Work instructions: Return nothing but the lines from the line containing "Tag the printed" through the last line of the records, reproduced exactly.

Material for this exercise:

>> BEGIN

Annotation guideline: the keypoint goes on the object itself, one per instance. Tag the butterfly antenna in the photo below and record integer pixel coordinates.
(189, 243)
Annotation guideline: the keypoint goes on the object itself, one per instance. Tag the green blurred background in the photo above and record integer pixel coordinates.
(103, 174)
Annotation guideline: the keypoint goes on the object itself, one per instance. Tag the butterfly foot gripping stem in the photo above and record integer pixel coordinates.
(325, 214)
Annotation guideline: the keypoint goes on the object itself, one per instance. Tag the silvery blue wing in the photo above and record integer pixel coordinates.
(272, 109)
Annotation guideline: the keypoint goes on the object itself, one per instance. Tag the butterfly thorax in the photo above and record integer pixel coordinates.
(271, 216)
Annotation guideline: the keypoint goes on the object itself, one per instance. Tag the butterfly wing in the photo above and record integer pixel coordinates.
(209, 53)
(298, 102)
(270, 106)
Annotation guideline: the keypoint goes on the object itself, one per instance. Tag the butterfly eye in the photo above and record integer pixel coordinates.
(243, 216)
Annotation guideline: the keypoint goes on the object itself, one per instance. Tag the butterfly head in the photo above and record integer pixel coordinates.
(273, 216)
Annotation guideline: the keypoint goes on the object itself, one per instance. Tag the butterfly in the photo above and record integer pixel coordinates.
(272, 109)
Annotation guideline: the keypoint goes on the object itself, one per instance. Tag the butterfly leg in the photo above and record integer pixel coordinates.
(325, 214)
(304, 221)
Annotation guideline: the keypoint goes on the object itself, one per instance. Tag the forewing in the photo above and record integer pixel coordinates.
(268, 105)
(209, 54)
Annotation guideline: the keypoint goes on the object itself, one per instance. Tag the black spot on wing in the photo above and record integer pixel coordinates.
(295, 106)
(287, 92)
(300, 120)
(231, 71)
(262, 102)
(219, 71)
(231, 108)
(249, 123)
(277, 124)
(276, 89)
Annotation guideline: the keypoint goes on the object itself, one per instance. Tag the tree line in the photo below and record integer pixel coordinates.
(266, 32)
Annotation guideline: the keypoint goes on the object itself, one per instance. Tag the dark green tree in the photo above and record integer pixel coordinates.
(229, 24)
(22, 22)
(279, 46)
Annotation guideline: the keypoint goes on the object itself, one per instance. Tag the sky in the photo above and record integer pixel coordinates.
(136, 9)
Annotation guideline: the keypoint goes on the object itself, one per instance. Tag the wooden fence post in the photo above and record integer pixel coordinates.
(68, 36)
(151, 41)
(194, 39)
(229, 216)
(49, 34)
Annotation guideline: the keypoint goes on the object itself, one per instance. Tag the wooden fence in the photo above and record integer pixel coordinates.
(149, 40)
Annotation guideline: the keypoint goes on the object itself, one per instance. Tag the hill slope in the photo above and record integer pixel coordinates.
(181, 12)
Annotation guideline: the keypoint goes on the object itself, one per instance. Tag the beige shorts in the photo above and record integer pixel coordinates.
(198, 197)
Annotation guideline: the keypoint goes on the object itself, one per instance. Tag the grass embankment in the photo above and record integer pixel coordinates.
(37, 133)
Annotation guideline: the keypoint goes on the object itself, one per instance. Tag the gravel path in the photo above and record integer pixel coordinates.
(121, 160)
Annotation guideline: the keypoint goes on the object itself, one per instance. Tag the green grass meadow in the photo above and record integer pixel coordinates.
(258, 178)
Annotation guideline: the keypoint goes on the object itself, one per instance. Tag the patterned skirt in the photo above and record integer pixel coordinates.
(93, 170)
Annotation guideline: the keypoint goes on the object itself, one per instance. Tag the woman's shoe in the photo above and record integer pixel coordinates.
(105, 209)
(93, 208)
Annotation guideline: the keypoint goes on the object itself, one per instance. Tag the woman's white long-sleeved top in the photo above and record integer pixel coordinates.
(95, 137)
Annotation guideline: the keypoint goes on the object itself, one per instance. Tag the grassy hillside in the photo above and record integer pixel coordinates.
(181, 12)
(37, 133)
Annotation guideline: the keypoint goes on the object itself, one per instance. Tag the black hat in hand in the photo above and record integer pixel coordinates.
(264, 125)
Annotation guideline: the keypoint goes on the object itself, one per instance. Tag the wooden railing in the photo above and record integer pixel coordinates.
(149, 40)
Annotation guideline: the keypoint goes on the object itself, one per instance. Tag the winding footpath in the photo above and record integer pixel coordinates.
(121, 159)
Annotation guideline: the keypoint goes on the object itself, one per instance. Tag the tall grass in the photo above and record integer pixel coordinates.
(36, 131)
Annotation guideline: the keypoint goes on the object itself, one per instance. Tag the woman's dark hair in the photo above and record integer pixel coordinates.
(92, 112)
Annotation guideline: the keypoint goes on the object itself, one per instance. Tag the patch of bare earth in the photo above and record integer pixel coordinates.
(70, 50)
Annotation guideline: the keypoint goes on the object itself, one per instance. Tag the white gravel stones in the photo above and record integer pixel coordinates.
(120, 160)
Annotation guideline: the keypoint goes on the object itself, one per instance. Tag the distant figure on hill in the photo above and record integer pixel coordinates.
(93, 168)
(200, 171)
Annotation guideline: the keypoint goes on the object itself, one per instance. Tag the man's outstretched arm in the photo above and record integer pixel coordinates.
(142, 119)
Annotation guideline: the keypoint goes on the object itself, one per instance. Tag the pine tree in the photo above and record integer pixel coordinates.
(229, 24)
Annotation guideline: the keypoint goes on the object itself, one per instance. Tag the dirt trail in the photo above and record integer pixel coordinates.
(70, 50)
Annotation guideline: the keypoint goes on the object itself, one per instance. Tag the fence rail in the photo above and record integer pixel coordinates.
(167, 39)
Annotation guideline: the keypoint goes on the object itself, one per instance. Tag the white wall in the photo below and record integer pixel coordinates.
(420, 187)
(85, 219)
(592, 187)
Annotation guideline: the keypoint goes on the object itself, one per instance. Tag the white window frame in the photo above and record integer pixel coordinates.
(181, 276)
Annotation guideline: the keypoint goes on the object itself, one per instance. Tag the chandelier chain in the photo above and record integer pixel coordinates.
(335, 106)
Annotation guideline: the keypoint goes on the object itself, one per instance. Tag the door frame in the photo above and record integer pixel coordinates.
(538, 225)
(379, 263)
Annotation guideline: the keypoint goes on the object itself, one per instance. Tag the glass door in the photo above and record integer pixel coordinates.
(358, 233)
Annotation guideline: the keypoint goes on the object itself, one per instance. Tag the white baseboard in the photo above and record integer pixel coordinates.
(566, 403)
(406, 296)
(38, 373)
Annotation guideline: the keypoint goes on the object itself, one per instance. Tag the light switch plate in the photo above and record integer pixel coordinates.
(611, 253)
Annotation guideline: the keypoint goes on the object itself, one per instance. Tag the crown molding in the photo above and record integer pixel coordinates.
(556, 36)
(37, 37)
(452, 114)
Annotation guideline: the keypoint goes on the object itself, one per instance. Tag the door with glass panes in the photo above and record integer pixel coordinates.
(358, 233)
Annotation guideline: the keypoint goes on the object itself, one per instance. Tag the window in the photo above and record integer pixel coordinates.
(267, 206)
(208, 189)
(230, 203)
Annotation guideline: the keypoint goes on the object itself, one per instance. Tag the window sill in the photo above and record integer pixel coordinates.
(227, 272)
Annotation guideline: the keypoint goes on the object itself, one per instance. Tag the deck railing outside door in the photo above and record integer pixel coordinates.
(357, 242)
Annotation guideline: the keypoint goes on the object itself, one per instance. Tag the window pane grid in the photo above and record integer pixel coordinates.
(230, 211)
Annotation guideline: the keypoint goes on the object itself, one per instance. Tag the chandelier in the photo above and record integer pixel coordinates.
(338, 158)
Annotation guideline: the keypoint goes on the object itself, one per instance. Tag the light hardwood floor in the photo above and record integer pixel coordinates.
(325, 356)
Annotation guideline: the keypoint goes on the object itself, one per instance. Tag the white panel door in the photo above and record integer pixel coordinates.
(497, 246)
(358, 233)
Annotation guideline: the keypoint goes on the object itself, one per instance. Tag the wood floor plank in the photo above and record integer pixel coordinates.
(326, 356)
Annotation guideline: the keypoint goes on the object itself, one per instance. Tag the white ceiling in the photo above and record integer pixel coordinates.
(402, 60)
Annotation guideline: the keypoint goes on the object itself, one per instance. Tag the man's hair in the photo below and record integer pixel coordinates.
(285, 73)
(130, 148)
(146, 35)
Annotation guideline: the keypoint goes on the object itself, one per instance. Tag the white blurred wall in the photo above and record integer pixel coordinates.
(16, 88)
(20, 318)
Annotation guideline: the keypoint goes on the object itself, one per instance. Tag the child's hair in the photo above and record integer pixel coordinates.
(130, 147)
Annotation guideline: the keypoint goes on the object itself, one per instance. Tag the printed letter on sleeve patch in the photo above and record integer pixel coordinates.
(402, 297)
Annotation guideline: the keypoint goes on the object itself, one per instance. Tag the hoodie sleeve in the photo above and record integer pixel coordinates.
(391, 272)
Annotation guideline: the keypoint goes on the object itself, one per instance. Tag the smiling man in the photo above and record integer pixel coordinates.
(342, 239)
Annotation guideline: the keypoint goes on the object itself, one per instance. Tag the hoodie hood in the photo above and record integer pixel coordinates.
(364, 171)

>> END

Response for this exercise:
Annotation guideline: the keypoint goes on the object itself, one per instance. Tag the printed letter on sleeve patch in the photo above and record integer pixel coordinates.
(402, 297)
Annotation guideline: the keypoint goes on the object itself, one per instance. Tag the hoodie sleeve in the photo above and record integer pixel coordinates.
(391, 272)
Annotation guideline: the keypoint goes on the object itself, one per instance. Tag the smiling man in the photo above and record integer pixel coordinates.
(342, 239)
Annotation guideline: the keypoint goes on the object itself, one per instance. Tag the hoodie hood in the photo above and record integer pixel coordinates.
(364, 171)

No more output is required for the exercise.